Source:
I recently sat at a table, in a gaggle of women, sipping Cristal as
a limo waited for us outside a hot L.A. nightclub. It was Keren's
birthday. We were celebrating in style. But all I could think about was
“The Love Boat.”
It wasn't just the
Julie-the-cruise-director short-shorts that all the women at the club
were sporting. (Apparently, camp counselor gear passes for evening wear
these days. Who knew?) I had “The Love Boat” sailing around my brain
because I wasn't entirely comfortable in my outfit
When
I was 6, Sarah's mom set up a “dress-up box” for her – and by
transitive property, me. Boas, hats, high heels, anything that Sarah's
mom didn't want anymore, she'd toss in the box for us to play with. I
never understood exactly how she chose which clothes to toss in the box
for us, but they almost always seemed to be evening wear.
That
dress-up box was a powerful thing, capable of transforming and
transporting us. Donning our mysterious, grown-up garb, we'd go from
being giggly 6-year-olds to embodying our ideal of sophistication,
glamour and sexiness. Which, at the time, meant that we'd pretend we
were guests on the “Love Boat.”
Ah, Capt. Stubing and his
lucky crew! To young Sarah and me, there was not a more enchanting,
romantic, sartorially significant existence than that of the women who
graced the Pacific Princess.
The way they'd sweep into the
ship's dining room in floor-length evening gowns, dripping in diamonds,
poised to fall madly in love – I still swoon just thinking about it.
Sarah and I wanted nothing more than to turn “older,” and take to the
open seas with our consorts and our fabulous clothing.
In the meantime, we'd have to make do with the dress-up box.
I
loved playing make-believe, but I was always acutely aware that it was
a game. I was swimming in those clothes, after all. Half the time, we
probably looked like participants in a very strange potato sack race.
Eventually, though, we just knew we'd grow into those clothes – and
into the mature women we saw at the Captain's table.
Well,
I'm finally “older,” but those clothes aren't any more natural on me
now. At the club the other night, I fretted that my skirt was too
dated. For one thing, it covered my butt, which meant it was by far one
of the longest skirts in the bar. I also doubted my choice of earrings.

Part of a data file
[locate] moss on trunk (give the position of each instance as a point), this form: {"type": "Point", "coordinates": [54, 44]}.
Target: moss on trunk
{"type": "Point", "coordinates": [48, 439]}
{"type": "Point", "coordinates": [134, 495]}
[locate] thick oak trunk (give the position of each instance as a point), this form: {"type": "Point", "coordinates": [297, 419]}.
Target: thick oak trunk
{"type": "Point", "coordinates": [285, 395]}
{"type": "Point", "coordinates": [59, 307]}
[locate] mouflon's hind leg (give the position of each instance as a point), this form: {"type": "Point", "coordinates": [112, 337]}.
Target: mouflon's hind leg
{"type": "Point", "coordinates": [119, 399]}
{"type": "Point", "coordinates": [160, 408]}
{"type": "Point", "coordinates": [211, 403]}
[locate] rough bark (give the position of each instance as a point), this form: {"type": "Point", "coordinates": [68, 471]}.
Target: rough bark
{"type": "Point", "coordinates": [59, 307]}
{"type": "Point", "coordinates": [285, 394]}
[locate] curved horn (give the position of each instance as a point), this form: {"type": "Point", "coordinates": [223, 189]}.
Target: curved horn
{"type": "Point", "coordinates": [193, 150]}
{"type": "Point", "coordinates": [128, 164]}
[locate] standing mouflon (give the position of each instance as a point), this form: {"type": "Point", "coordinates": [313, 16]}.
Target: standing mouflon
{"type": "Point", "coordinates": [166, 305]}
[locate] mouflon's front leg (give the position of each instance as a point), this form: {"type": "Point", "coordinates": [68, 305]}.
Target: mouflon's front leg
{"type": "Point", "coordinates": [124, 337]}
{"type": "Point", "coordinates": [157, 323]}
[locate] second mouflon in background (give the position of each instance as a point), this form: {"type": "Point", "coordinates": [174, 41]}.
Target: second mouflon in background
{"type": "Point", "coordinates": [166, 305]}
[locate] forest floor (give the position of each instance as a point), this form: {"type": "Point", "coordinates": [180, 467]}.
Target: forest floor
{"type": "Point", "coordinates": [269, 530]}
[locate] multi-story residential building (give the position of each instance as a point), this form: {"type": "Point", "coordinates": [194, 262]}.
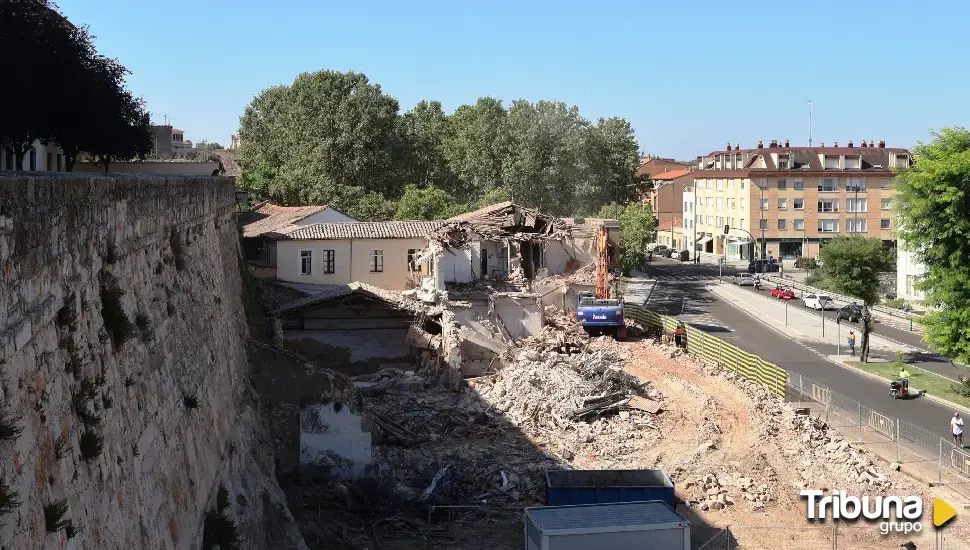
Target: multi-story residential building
{"type": "Point", "coordinates": [791, 200]}
{"type": "Point", "coordinates": [665, 197]}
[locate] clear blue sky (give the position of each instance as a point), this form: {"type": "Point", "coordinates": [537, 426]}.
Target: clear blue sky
{"type": "Point", "coordinates": [689, 75]}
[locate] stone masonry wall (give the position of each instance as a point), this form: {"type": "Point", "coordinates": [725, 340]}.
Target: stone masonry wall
{"type": "Point", "coordinates": [122, 327]}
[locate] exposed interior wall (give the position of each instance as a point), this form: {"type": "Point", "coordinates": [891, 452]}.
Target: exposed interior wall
{"type": "Point", "coordinates": [353, 335]}
{"type": "Point", "coordinates": [522, 316]}
{"type": "Point", "coordinates": [121, 323]}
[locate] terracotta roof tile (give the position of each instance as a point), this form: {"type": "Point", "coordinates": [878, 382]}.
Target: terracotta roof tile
{"type": "Point", "coordinates": [365, 230]}
{"type": "Point", "coordinates": [672, 175]}
{"type": "Point", "coordinates": [271, 218]}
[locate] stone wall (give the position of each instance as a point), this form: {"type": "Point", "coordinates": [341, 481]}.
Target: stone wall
{"type": "Point", "coordinates": [123, 365]}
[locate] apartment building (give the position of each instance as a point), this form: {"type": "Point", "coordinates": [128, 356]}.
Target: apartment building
{"type": "Point", "coordinates": [787, 201]}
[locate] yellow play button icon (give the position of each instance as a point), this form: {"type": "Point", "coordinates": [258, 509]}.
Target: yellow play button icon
{"type": "Point", "coordinates": [942, 512]}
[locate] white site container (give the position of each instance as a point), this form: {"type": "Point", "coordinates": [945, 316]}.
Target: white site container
{"type": "Point", "coordinates": [649, 525]}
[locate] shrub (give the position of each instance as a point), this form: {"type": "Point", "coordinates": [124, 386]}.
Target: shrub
{"type": "Point", "coordinates": [54, 516]}
{"type": "Point", "coordinates": [91, 444]}
{"type": "Point", "coordinates": [116, 321]}
{"type": "Point", "coordinates": [8, 499]}
{"type": "Point", "coordinates": [806, 262]}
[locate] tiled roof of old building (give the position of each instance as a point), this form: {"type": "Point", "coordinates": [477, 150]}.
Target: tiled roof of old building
{"type": "Point", "coordinates": [365, 230]}
{"type": "Point", "coordinates": [271, 218]}
{"type": "Point", "coordinates": [672, 175]}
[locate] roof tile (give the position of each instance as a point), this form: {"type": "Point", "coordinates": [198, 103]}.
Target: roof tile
{"type": "Point", "coordinates": [365, 230]}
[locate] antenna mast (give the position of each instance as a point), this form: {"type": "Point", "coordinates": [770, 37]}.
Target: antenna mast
{"type": "Point", "coordinates": [809, 122]}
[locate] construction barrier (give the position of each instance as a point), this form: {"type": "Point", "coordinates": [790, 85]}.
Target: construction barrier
{"type": "Point", "coordinates": [714, 350]}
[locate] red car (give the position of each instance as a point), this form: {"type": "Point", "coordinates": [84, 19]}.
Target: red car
{"type": "Point", "coordinates": [782, 293]}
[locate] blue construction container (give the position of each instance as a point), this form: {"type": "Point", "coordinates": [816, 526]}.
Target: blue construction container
{"type": "Point", "coordinates": [572, 487]}
{"type": "Point", "coordinates": [614, 526]}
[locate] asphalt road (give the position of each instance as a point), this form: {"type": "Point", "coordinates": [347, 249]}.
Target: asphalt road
{"type": "Point", "coordinates": [677, 281]}
{"type": "Point", "coordinates": [925, 358]}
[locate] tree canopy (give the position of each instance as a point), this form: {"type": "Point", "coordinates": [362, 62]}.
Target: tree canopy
{"type": "Point", "coordinates": [77, 90]}
{"type": "Point", "coordinates": [932, 203]}
{"type": "Point", "coordinates": [332, 138]}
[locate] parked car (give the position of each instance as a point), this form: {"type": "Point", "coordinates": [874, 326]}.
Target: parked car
{"type": "Point", "coordinates": [762, 266]}
{"type": "Point", "coordinates": [819, 302]}
{"type": "Point", "coordinates": [782, 292]}
{"type": "Point", "coordinates": [851, 313]}
{"type": "Point", "coordinates": [744, 279]}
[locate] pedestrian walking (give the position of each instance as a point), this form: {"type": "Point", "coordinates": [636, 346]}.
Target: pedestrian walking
{"type": "Point", "coordinates": [956, 426]}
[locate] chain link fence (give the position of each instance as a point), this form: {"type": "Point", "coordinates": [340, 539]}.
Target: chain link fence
{"type": "Point", "coordinates": [927, 455]}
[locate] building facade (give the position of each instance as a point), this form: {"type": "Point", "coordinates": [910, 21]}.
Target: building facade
{"type": "Point", "coordinates": [787, 201]}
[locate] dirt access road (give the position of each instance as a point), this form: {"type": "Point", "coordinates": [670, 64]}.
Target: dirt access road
{"type": "Point", "coordinates": [758, 442]}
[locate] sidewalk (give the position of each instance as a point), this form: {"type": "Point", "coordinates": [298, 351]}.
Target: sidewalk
{"type": "Point", "coordinates": [800, 325]}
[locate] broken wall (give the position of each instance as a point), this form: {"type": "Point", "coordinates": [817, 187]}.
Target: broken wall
{"type": "Point", "coordinates": [521, 315]}
{"type": "Point", "coordinates": [461, 265]}
{"type": "Point", "coordinates": [123, 364]}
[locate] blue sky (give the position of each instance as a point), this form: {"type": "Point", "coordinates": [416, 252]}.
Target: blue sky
{"type": "Point", "coordinates": [690, 76]}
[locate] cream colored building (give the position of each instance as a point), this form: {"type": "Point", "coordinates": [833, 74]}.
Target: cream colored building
{"type": "Point", "coordinates": [788, 200]}
{"type": "Point", "coordinates": [375, 253]}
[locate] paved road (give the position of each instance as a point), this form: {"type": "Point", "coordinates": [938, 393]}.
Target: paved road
{"type": "Point", "coordinates": [925, 358]}
{"type": "Point", "coordinates": [676, 281]}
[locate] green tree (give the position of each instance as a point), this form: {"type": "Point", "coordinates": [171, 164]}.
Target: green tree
{"type": "Point", "coordinates": [328, 138]}
{"type": "Point", "coordinates": [425, 129]}
{"type": "Point", "coordinates": [852, 265]}
{"type": "Point", "coordinates": [427, 204]}
{"type": "Point", "coordinates": [540, 168]}
{"type": "Point", "coordinates": [476, 147]}
{"type": "Point", "coordinates": [637, 224]}
{"type": "Point", "coordinates": [612, 211]}
{"type": "Point", "coordinates": [932, 203]}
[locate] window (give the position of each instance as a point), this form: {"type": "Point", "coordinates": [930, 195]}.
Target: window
{"type": "Point", "coordinates": [828, 226]}
{"type": "Point", "coordinates": [855, 184]}
{"type": "Point", "coordinates": [828, 205]}
{"type": "Point", "coordinates": [376, 261]}
{"type": "Point", "coordinates": [828, 184]}
{"type": "Point", "coordinates": [855, 205]}
{"type": "Point", "coordinates": [306, 262]}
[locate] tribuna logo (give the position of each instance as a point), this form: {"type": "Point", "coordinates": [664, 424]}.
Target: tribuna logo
{"type": "Point", "coordinates": [895, 514]}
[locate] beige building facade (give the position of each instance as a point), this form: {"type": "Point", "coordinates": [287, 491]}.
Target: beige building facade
{"type": "Point", "coordinates": [380, 254]}
{"type": "Point", "coordinates": [788, 201]}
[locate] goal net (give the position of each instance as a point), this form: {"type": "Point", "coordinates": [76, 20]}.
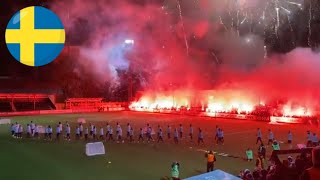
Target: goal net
{"type": "Point", "coordinates": [93, 149]}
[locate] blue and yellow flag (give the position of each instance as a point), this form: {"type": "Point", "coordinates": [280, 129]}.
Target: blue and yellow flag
{"type": "Point", "coordinates": [35, 36]}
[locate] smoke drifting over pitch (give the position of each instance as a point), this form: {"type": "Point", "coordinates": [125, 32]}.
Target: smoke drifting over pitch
{"type": "Point", "coordinates": [217, 58]}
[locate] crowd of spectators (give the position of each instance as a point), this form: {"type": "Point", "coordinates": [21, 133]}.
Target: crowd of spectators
{"type": "Point", "coordinates": [304, 166]}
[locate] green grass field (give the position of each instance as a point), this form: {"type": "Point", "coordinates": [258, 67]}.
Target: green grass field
{"type": "Point", "coordinates": [39, 159]}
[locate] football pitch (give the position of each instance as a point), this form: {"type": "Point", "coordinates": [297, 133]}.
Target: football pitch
{"type": "Point", "coordinates": [51, 160]}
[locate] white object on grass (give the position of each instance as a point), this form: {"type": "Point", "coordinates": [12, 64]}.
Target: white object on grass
{"type": "Point", "coordinates": [5, 121]}
{"type": "Point", "coordinates": [41, 129]}
{"type": "Point", "coordinates": [93, 149]}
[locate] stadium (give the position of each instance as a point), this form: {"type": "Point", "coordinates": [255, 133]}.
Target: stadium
{"type": "Point", "coordinates": [166, 89]}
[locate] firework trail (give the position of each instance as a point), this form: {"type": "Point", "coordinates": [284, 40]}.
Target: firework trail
{"type": "Point", "coordinates": [183, 28]}
{"type": "Point", "coordinates": [216, 58]}
{"type": "Point", "coordinates": [278, 21]}
{"type": "Point", "coordinates": [309, 24]}
{"type": "Point", "coordinates": [291, 29]}
{"type": "Point", "coordinates": [238, 23]}
{"type": "Point", "coordinates": [221, 22]}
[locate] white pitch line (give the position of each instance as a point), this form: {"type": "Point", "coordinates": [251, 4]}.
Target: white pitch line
{"type": "Point", "coordinates": [240, 132]}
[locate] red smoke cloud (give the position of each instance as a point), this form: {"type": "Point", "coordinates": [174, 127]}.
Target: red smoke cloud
{"type": "Point", "coordinates": [236, 64]}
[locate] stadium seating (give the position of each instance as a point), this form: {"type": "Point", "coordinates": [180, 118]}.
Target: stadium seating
{"type": "Point", "coordinates": [5, 107]}
{"type": "Point", "coordinates": [25, 102]}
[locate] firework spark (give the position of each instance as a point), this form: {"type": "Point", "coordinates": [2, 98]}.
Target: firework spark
{"type": "Point", "coordinates": [309, 24]}
{"type": "Point", "coordinates": [183, 27]}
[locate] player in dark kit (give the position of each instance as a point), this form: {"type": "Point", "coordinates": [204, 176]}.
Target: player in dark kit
{"type": "Point", "coordinates": [200, 137]}
{"type": "Point", "coordinates": [259, 136]}
{"type": "Point", "coordinates": [169, 132]}
{"type": "Point", "coordinates": [160, 135]}
{"type": "Point", "coordinates": [141, 135]}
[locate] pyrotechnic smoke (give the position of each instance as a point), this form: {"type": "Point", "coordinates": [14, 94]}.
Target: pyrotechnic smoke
{"type": "Point", "coordinates": [218, 58]}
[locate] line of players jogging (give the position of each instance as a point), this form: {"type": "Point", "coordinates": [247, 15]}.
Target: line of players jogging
{"type": "Point", "coordinates": [90, 133]}
{"type": "Point", "coordinates": [144, 134]}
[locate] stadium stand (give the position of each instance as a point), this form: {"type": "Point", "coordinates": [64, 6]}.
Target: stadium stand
{"type": "Point", "coordinates": [26, 102]}
{"type": "Point", "coordinates": [5, 107]}
{"type": "Point", "coordinates": [83, 103]}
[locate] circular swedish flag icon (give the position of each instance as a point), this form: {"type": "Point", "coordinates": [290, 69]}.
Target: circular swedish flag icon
{"type": "Point", "coordinates": [35, 36]}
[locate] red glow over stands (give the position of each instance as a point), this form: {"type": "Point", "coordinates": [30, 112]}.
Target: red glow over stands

Requirement A:
Using the essay, answer each question below on its own line.
(i) Whose birthday was being celebrated at the nightclub?
(ii) How old was the narrator when Sarah's mom set up the dress-up box?
(iii) What ship did the women on "The Love Boat" grace?
Requirement B:
Please write out the passage of the essay from "Eventually, though, we" up to and including "choice of earrings.".
The lines have nothing to do with this.

Finished answer A:
(i) Keren's
(ii) 6
(iii) The Pacific Princess

Finished answer B:
Eventually, though, we just knew we'd grow into those clothes – and
into the mature women we saw at the Captain's table.
Well,
I'm finally “older,” but those clothes aren't any more natural on me
now. At the club the other night, I fretted that my skirt was too
dated. For one thing, it covered my butt, which meant it was by far one
of the longest skirts in the bar. I also doubted my choice of earrings.